• [DOCUMENT EXTRACT]:
+---+

Species of bacterium

Veillonella parvula is a strictly anaerobic, Gram-negative, coccus-shaped bacterium in the genus Veillonella. It is a normal part of the oral flora but can be associated with diseases such as periodontitis and dental caries as well as various systemic infections, including meningitis and osteomyelitis. It has also been isolated from women with bacterial vaginosis and has been associated with hypertension together with Campylobacter rectus and Prevotella melaninogenica.

V. parvula is unable to feed on carbohydrates, but can feed on lactate provided by Streptococcus species also found in the oral cavity. Specifically, Streptococcus mutans and V. parvula can form multispecies biofilms that lead to a lower susceptibility to antimicrobial treatments, resulting in periodontitis and dental caries.

== Antimicrobial susceptibility ==
V. parvula bacteria are susceptible to and typically treated with metronidazole and penicillin in clinical reports. Other antibiotics that have been shown to be active against V. parvula include cephalosporin, clindamycin, and chloramphenicol.

=== Antibiotic resistance ===
There have been several reports of antibiotic resistance in V. parvula isolates in different countries. In Greece, V. parvula isolates were found to be somewhat resistant to penicillin, ampicillin, piperacillin/tazobactam, clindamycin, and moxifloxacin, with no reported resistance to metronidazole. In Taiwan, V. parvula isolates were found to be resistant against metronidazole. These findings represent the growing issue of antibiotic resistance worldwide.

+---+

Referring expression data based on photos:
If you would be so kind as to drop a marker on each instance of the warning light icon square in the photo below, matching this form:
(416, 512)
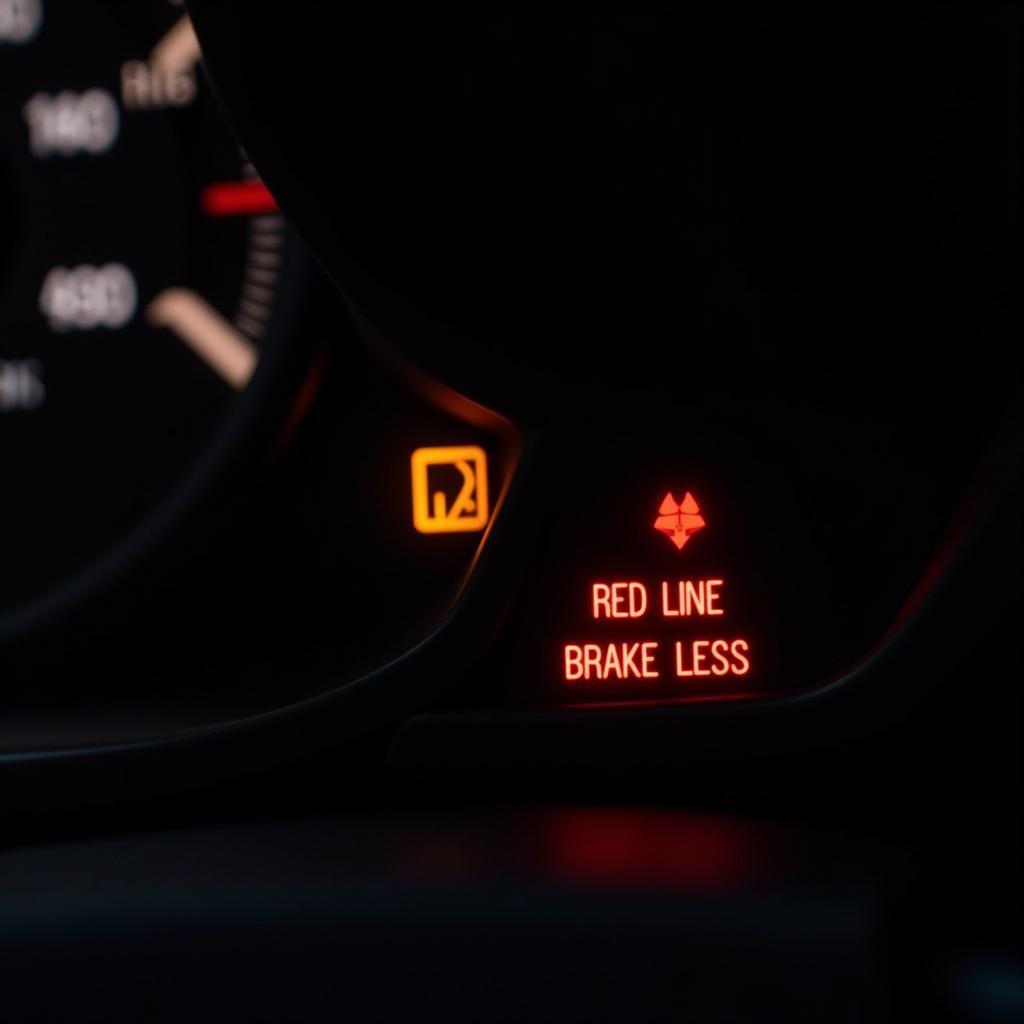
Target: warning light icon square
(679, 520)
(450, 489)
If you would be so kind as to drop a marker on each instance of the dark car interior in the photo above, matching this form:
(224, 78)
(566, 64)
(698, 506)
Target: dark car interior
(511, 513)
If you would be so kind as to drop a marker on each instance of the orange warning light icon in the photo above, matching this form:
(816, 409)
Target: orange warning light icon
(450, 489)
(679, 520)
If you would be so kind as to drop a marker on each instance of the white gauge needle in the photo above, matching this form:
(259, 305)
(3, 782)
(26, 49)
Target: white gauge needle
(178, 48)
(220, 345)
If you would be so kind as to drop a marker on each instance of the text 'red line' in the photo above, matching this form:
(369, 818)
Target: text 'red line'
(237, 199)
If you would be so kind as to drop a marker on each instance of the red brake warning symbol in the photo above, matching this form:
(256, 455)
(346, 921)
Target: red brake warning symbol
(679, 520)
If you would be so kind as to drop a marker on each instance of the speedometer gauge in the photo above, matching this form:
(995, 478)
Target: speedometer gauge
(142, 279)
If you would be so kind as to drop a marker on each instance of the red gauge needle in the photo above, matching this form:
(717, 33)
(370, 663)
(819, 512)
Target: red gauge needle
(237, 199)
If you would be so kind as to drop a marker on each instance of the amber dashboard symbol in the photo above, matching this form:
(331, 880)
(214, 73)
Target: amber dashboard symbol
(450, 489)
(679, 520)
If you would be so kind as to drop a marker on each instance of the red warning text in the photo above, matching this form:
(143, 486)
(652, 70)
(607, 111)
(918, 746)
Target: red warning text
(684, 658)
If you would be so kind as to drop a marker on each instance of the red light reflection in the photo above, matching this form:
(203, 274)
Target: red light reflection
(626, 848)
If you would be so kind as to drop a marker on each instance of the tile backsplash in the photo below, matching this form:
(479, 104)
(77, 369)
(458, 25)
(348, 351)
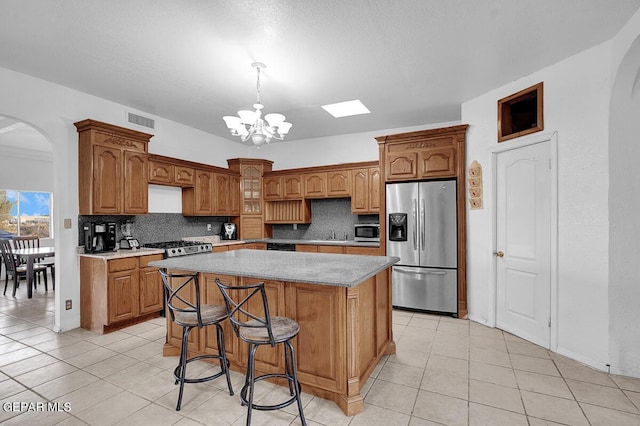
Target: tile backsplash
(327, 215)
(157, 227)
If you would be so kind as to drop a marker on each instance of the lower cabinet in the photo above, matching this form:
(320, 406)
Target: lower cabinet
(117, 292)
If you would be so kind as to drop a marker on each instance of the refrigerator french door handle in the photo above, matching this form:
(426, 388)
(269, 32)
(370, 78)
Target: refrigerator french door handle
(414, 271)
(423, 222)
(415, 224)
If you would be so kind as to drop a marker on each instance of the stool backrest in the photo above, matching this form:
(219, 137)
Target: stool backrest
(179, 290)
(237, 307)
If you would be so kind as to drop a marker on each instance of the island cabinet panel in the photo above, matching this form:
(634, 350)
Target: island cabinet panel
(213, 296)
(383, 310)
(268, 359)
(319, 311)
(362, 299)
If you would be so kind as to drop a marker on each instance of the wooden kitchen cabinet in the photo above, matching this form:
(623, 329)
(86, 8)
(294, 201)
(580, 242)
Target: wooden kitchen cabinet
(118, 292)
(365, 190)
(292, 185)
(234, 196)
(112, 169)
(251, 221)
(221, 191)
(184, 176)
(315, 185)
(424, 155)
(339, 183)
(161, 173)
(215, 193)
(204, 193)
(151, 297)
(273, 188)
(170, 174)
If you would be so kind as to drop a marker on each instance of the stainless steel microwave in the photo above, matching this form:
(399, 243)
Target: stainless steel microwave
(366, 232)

+---+

• [TASKS]:
1. According to the Veillonella parvula article, which antibiotic were isolates in Taiwan found to resist?
2. From the Veillonella parvula article, set down the passage from "Veillonella parvula is" up to and including "and dental caries.".
3. Shorten the paragraph of the Veillonella parvula article that begins "V. parvula is unable to feed on carbohydrates", keeping its main facts.
The entries play no part in this work.

• [RESULTS FOR THE EXERCISE]:
1. Metronidazole.

2.
Veillonella parvula is a strictly anaerobic, Gram-negative, coccus-shaped bacterium in the genus Veillonella. It is a normal part of the oral flora but can be associated with diseases such as periodontitis and dental caries as well as various systemic infections, including meningitis and osteomyelitis. It has also been isolated from women with bacterial vaginosis and has been associated with hypertension together with Campylobacter rectus and Prevotella melaninogenica.

V. parvula is unable to feed on carbohydrates, but can feed on lactate provided by Streptococcus species also found in the oral cavity. Specifically, Streptococcus mutans and V. parvula can form multispecies biofilms that lead to a lower susceptibility to antimicrobial treatments, resulting in periodontitis and dental caries.

3. V. parvula can't use carbohydrates but feeds on lactate from oral Streptococcus species. With Streptococcus mutans it can form multispecies biofilms that resist antimicrobial treatment, leading to periodontitis and dental caries.